● EXERCISE INSTRUCTIONS
(a) From the text on Glymour's bootstrapping, reproduce the portion that begins at the words "Nevertheless, if measurement" and stops after the words "the theory itself.".
(b) In the text on Glymour's bootstrapping, what condition makes a quantity theoretical?
(c) Write the next part of the text on Glymour's bootstrapping, picking up after its final sentence.

● TEXT EXTRACT
※ ※ ※

Clark Glymour introduced his bootstrapping methodology, ca. 1980, as a way to gauge relevant evidence for a hypothesis by data (deliverances of measurement) relative to a theory. Especially striking in this conception of evidence was its application to parts of the same theory, via other parts of the theory, relative to that theory.
As a conception of evidence this clashed with the (Lockean) precept that probability must a proportionate to the evidence. For the relevant evidence, as defined, could be greater for a given theory T relative to itself than for a part T0 of T, relative to itself, though of course the probability of T cannot be greater than the probability of T0.
By now, however, it is practically a common place that in general, measurement is theory-guided: what counts as a measurement of a given quantity, or what quantity a given procedure measures (if any), is theory-relative. While some quantities count as directly measurable, theories involve theoretical quantities, and a quantity is theoretical exactly if all ways of measuring its value on a given system presuppose that the theory applies to that system.
Nevertheless, if measurement results are consistently in accord with a theory, that is accepted as empirical support for that theory. This sort of support can be good reason for accepting the theory, even if it does not correspond to how likely it is that the theory is true.
So I propose to restate Glymour’s bootstrapping conception as a conception of empirical support. This form of support consists in the measurement of the theoretical quantities relative to the theory itself:
the initially partial, eventually full, determination of their values, from results of direct measurement, via theoretical calculations provided by the theory itself.

※ ※ ※

● RECORD LIST
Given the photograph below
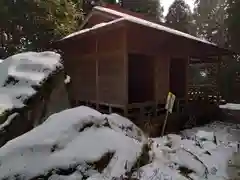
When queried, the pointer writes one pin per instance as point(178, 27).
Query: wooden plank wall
point(96, 66)
point(111, 67)
point(162, 74)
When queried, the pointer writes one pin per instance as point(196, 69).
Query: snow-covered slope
point(76, 138)
point(81, 143)
point(19, 74)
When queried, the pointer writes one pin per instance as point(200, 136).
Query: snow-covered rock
point(31, 85)
point(74, 139)
point(20, 73)
point(82, 143)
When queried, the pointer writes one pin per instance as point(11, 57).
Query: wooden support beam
point(97, 74)
point(125, 70)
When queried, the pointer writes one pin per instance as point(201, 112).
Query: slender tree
point(33, 24)
point(179, 16)
point(233, 24)
point(209, 17)
point(152, 8)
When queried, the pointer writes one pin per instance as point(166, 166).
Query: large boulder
point(31, 88)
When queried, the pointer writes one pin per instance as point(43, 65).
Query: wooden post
point(125, 70)
point(165, 123)
point(97, 74)
point(219, 59)
point(187, 79)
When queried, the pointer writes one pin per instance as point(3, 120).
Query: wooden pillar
point(156, 84)
point(219, 60)
point(125, 71)
point(97, 73)
point(187, 79)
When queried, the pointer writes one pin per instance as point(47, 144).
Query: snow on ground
point(230, 106)
point(19, 73)
point(73, 138)
point(82, 143)
point(208, 152)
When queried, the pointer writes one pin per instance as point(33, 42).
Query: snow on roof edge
point(92, 28)
point(151, 24)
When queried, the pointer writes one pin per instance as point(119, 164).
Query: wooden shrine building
point(119, 61)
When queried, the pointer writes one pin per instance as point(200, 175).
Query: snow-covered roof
point(140, 21)
point(92, 28)
point(20, 73)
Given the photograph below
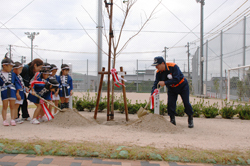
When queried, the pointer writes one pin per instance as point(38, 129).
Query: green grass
point(107, 150)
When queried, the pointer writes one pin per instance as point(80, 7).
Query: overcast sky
point(57, 23)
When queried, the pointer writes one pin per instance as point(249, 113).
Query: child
point(55, 96)
point(9, 90)
point(17, 69)
point(66, 86)
point(42, 87)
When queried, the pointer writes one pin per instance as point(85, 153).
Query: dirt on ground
point(150, 130)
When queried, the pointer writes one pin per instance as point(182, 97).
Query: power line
point(80, 52)
point(17, 13)
point(20, 40)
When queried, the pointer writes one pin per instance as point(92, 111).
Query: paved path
point(32, 160)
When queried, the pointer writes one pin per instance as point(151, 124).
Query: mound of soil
point(69, 118)
point(154, 123)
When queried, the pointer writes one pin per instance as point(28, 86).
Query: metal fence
point(229, 49)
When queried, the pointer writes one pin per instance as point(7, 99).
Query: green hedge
point(200, 108)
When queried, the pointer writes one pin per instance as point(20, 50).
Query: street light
point(201, 46)
point(32, 37)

※ ※ ※

● FINAL ANSWERS
(a)
Nevertheless, if measurement results are consistently in accord with a theory, that is accepted as empirical support for that theory. This sort of support can be good reason for accepting the theory, even if it does not correspond to how likely it is that the theory is true.
So I propose to restate Glymour’s bootstrapping conception as a conception of empirical support. This form of support consists in the measurement of the theoretical quantities relative to the theory itself:
the initially partial, eventually full, determination of their values, from results of direct measurement, via theoretical calculations provided by the theory itself.

(b) A quantity is theoretical exactly if all ways of measuring its value on a given system presuppose that the theory applies to that system.

(c)
Focus on linear modelling
Glymour highlights examples of linear modeling He explains the reasons for this in the course of a response to Nancy Cartwright concerning causal modeling:
“An idea almost exactly as old as the twentieth century is that, in some circumstances, correlations among measured features may be explained by postulating that each measured variable is a linear function of unobserved causes that influence two or more measured variables, and of independently distributed unobserved causes particular to that measured variable. The joint probability density on all of the variables is determined by the joint density of the unmeasured variables and by the linear coefficients. The idea is basic to factor analysis, and is still a common model in psychometrics and elsewhere in social science.” (Glymour 1999: 56)
General format of a theory
My presentation will be fairly close to Glymour’s, with terminology and some details inevitably changed when we read bootstrapping as an insight into empirical support.
As general format for a theory we choose to identify a theory T with a triple <W, Q, CT> where
W is a non-empty set (the possibilities, possible states of affairs, possible states of a certain kind of system),
Q is a set of real-valued quantities defined on W, and is closed under at least composition and polynomials, and other operations if specified,
CT is a set of basic propositions, that is, a set of equations and inequalities between members of Q.
We will refer to the members of CT as the postulates or laws of T.
Sp(T), the possibility space of T, is the set of all members of W that are the solutions of all the constraints in CT .
Note: as defined, an equation q = r is true iff for all w in W, q(w) = r(w); e.g. (q + q)/2 = q.
A data base is a set E of basic propositions of form q = E*(q), with function E* defined on a subset DE of Q, such that there is at least one possibility w in W such that E*(q) = q(w) for each q in DE. Note well that w need not be in Sp(T): data might be found that are in direct contradiction with any given theory.
Definition. Data base E provides relevant support for basic proposition H relative to theory T exactly if E has some alternative E’ and CT some subset C0 that does not include H, such that:
(1) CT ∪ E ∪ {H} has a solution.
(2) C0 ∪ E’ has a solution.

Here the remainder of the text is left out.